-------- Text shown
Hi All,

>From the day I started Liszt in 1995, Liszt has been an 'opt-out' robot.
We always trumpeted this fact: for the first three years, Liszt's main
About/Help/FAQ page, linked to from every page of Liszt, began with the
words, "Liszt is basically a mailing list spider. It queries servers
from around the globe and compiles the results into one directory..."
The rest of the page goes on to explain Liszt's opt-out methods and
policies.

During this time, Liszt was used millions of times by millions of
individuals, featured on PBS and MSNBC, written up in the Wall Street
Journal and USA Today and the New York Times, awarded Infoseek's highest
rating and Excite's highest rating and named a Yahoo Pick of the Day and
of the Week and even of the Year (1996), and recently named one of Yahoo
Internet Life's '10 Net Essentials'. During this whole period, the
ethics of Liszt's methods were never questioned in a public forum, to my
knowledge.

Nor does that surprise me. The right of Internet directories' spiders to
collect and dispense information from servers has been long-established.
Those of us who were around before 1995 will remember the consternation
Webcrawler originally caused. People used to write in to forums much
like this one, outraged: "How dare they index my web page?"

Eventually, after being hashed out in forums just like this one, it was
settled. People can use the 'robots.txt' file to block ethical spiders.
And now the whole argument seems, well, kind of quaint. But at the time
- boy, were people mad, and their argument seemed compelling.

Lest you want to dismiss the analogy as apples and oranges - mailing
lists being potentially more sensitive than web pages - think for a
moment what the other classic 'opt-out' web service, Deja News, does: it
sucks up everything everybody says on any corner of Usenet and keeps it
on the web forever! Now, you better believe people used to question
that, too, even though it's beyond question now - and that's so much
more in-your-face than what Liszt does. Liszt just reports the existence
of various mailing lists, and how to subscribe, as reported by various
list servers around the world.
----------------
● **Work instructions**:
According to the post about Liszt, what file can people use to block ethical spiders?
-------- Material provided
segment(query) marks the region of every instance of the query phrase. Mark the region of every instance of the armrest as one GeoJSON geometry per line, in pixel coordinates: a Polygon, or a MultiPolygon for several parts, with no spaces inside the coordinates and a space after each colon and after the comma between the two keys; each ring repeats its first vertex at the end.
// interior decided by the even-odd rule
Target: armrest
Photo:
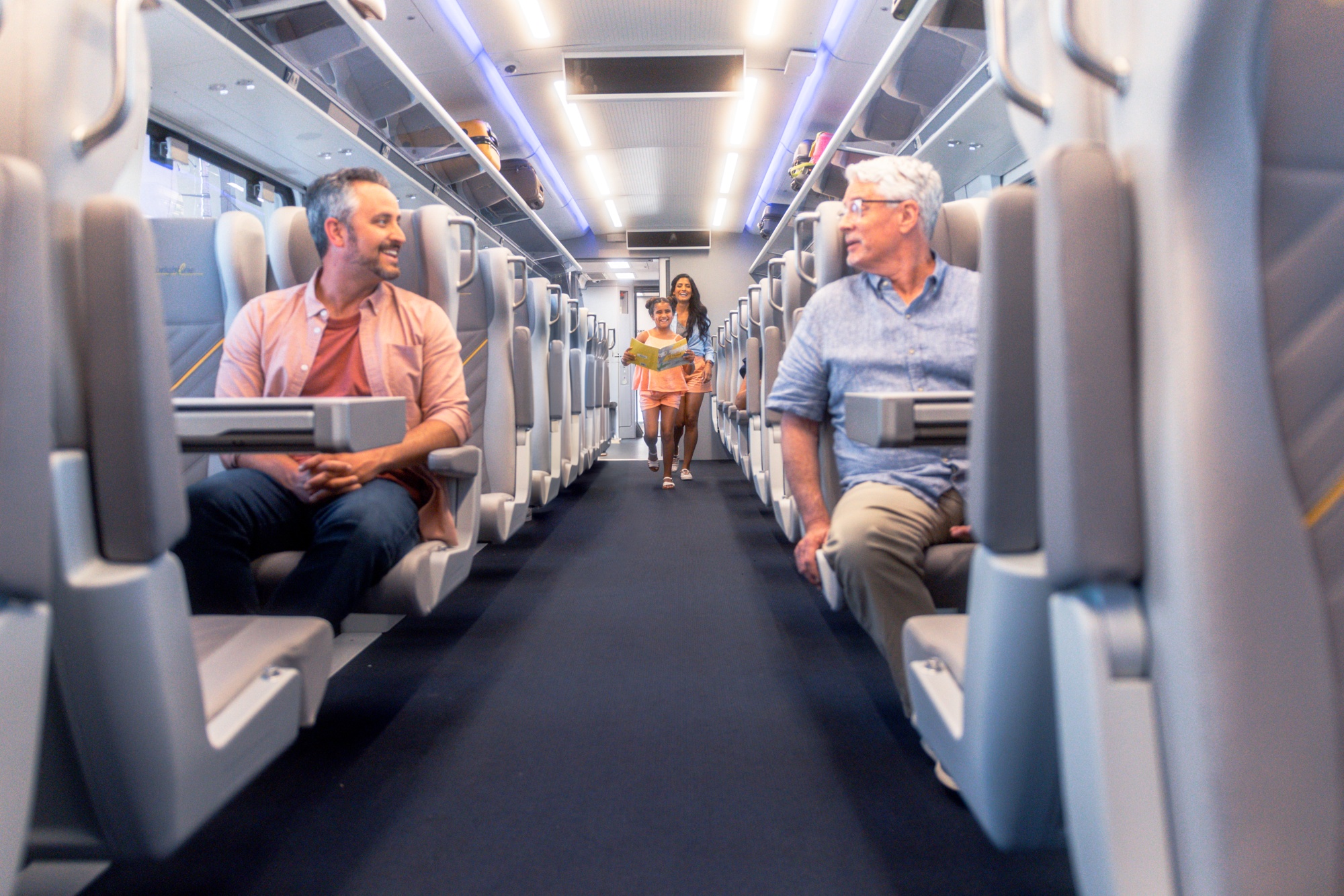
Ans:
{"type": "Polygon", "coordinates": [[[973,391],[849,391],[844,429],[874,448],[964,445],[973,391]]]}
{"type": "Polygon", "coordinates": [[[173,398],[188,453],[368,451],[406,437],[406,398],[173,398]]]}
{"type": "Polygon", "coordinates": [[[439,448],[429,452],[429,470],[446,479],[472,479],[481,475],[481,449],[476,445],[439,448]]]}

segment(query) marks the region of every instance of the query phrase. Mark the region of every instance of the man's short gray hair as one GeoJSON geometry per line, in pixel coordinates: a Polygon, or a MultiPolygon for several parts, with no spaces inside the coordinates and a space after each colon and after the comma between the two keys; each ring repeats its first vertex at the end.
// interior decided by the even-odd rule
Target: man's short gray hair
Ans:
{"type": "Polygon", "coordinates": [[[317,244],[317,257],[327,257],[327,219],[335,218],[347,227],[355,211],[355,184],[376,183],[391,190],[391,184],[376,168],[337,168],[308,184],[304,196],[308,206],[308,233],[317,244]]]}
{"type": "Polygon", "coordinates": [[[919,203],[919,223],[933,239],[933,226],[942,209],[942,178],[927,161],[910,156],[879,156],[856,161],[844,170],[845,180],[871,183],[883,199],[914,199],[919,203]]]}

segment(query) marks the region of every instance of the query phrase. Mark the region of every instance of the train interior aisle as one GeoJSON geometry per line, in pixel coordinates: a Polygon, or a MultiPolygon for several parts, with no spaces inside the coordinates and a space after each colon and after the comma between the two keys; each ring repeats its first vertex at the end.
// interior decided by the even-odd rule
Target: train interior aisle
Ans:
{"type": "Polygon", "coordinates": [[[86,893],[1071,892],[1062,849],[988,842],[867,635],[702,471],[599,463],[171,860],[86,893]]]}
{"type": "Polygon", "coordinates": [[[1340,47],[0,1],[0,896],[1344,895],[1340,47]]]}

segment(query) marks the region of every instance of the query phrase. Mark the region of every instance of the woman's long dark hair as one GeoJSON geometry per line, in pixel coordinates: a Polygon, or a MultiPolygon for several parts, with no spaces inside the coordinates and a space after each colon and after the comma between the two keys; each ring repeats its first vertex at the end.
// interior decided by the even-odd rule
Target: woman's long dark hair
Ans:
{"type": "Polygon", "coordinates": [[[672,293],[672,312],[676,313],[676,281],[685,277],[685,281],[691,284],[691,301],[687,303],[685,312],[685,332],[681,334],[684,339],[691,339],[691,332],[696,326],[700,327],[700,338],[710,338],[710,311],[700,301],[700,288],[695,285],[695,280],[691,274],[677,274],[672,277],[672,287],[668,292],[672,293]]]}

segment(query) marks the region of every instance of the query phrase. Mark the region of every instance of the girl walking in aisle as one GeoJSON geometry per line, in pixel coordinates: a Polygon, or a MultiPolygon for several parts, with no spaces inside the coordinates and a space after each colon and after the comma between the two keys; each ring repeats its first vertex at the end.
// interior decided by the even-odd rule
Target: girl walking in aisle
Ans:
{"type": "Polygon", "coordinates": [[[714,343],[710,342],[710,312],[700,301],[700,289],[691,274],[672,278],[672,297],[676,299],[676,328],[685,339],[685,352],[694,362],[694,367],[685,374],[685,394],[672,431],[672,471],[676,471],[677,459],[685,457],[681,479],[692,479],[691,459],[695,457],[695,444],[700,440],[700,405],[714,391],[716,357],[714,343]],[[683,436],[685,441],[681,440],[683,436]],[[681,451],[677,451],[679,447],[681,451]]]}
{"type": "MultiPolygon", "coordinates": [[[[645,330],[636,342],[642,342],[650,348],[663,348],[676,343],[680,336],[672,330],[675,316],[671,299],[649,299],[644,305],[649,316],[653,318],[653,330],[645,330]]],[[[634,352],[629,348],[621,355],[621,363],[626,367],[634,363],[634,352]]],[[[669,367],[668,370],[649,370],[640,367],[634,371],[634,387],[640,393],[640,410],[644,412],[644,444],[649,447],[649,470],[659,468],[659,436],[663,436],[663,487],[675,488],[672,482],[672,455],[675,453],[672,441],[672,428],[676,425],[677,409],[681,406],[681,396],[685,394],[685,370],[694,362],[687,355],[685,366],[669,367]]]]}

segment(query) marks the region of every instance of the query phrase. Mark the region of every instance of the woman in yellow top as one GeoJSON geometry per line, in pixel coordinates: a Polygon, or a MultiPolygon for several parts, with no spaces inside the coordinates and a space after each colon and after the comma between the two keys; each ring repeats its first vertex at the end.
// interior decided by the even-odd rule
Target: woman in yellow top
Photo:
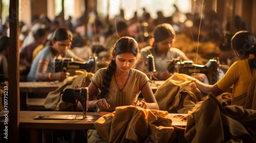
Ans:
{"type": "Polygon", "coordinates": [[[197,87],[204,93],[212,92],[217,96],[233,86],[232,105],[243,106],[256,67],[256,38],[248,31],[242,31],[234,34],[231,45],[239,60],[233,63],[222,78],[214,85],[207,85],[195,80],[197,87]]]}

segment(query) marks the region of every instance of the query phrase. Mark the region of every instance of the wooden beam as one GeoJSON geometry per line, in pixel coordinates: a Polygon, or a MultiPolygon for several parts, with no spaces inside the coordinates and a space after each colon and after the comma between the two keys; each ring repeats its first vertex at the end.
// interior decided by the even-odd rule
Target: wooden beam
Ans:
{"type": "Polygon", "coordinates": [[[10,40],[8,61],[8,125],[9,142],[19,142],[19,71],[18,55],[18,0],[10,1],[9,10],[10,40]]]}

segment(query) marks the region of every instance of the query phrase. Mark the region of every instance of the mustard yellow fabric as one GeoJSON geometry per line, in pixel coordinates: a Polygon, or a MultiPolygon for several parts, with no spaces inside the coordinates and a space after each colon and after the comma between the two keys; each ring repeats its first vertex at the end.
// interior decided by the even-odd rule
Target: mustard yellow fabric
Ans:
{"type": "Polygon", "coordinates": [[[95,122],[97,133],[92,131],[88,142],[174,142],[175,131],[167,114],[133,106],[116,107],[95,122]]]}
{"type": "Polygon", "coordinates": [[[210,94],[188,114],[187,142],[256,142],[256,111],[210,94]]]}
{"type": "Polygon", "coordinates": [[[88,87],[91,82],[90,79],[94,75],[91,73],[76,72],[78,75],[69,77],[62,82],[62,84],[55,90],[50,92],[47,97],[44,106],[46,109],[51,109],[53,111],[62,111],[71,107],[72,104],[69,103],[64,103],[61,100],[61,94],[60,91],[64,91],[67,88],[73,88],[76,85],[82,87],[83,82],[86,82],[86,87],[88,87]],[[82,74],[83,73],[83,74],[82,74]]]}
{"type": "Polygon", "coordinates": [[[248,60],[236,61],[217,82],[218,87],[222,91],[226,91],[233,85],[233,98],[247,92],[252,78],[248,60]]]}
{"type": "Polygon", "coordinates": [[[244,105],[245,109],[256,110],[256,68],[253,69],[251,82],[249,86],[244,105]]]}
{"type": "Polygon", "coordinates": [[[161,84],[155,93],[161,110],[169,113],[187,113],[201,100],[202,94],[187,75],[174,73],[161,84]]]}
{"type": "Polygon", "coordinates": [[[40,51],[41,51],[42,48],[44,48],[44,45],[39,44],[34,50],[34,51],[33,51],[32,62],[34,60],[34,59],[35,59],[35,57],[36,57],[36,55],[37,55],[37,54],[38,54],[39,52],[40,52],[40,51]]]}

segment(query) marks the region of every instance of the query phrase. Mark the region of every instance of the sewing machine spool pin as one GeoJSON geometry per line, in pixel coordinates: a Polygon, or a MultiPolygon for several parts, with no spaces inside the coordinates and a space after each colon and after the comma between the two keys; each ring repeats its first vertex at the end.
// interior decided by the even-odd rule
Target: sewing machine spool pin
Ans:
{"type": "Polygon", "coordinates": [[[85,82],[83,84],[82,87],[79,88],[78,85],[76,85],[74,88],[67,88],[64,91],[61,92],[62,93],[61,99],[65,103],[70,103],[75,104],[76,103],[76,100],[78,100],[82,104],[83,110],[83,118],[87,118],[87,111],[89,108],[89,91],[88,88],[84,87],[85,82]]]}
{"type": "Polygon", "coordinates": [[[191,75],[195,73],[205,74],[207,77],[209,83],[213,85],[219,78],[220,64],[218,58],[210,59],[205,65],[193,64],[192,61],[181,61],[177,59],[167,60],[170,62],[167,67],[171,73],[178,73],[191,75]]]}

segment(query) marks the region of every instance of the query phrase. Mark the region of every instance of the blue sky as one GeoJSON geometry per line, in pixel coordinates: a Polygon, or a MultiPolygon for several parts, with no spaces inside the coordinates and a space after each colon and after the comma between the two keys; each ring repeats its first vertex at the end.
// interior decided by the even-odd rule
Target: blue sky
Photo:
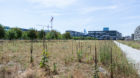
----------------
● **Task solution**:
The 'robots.txt' file.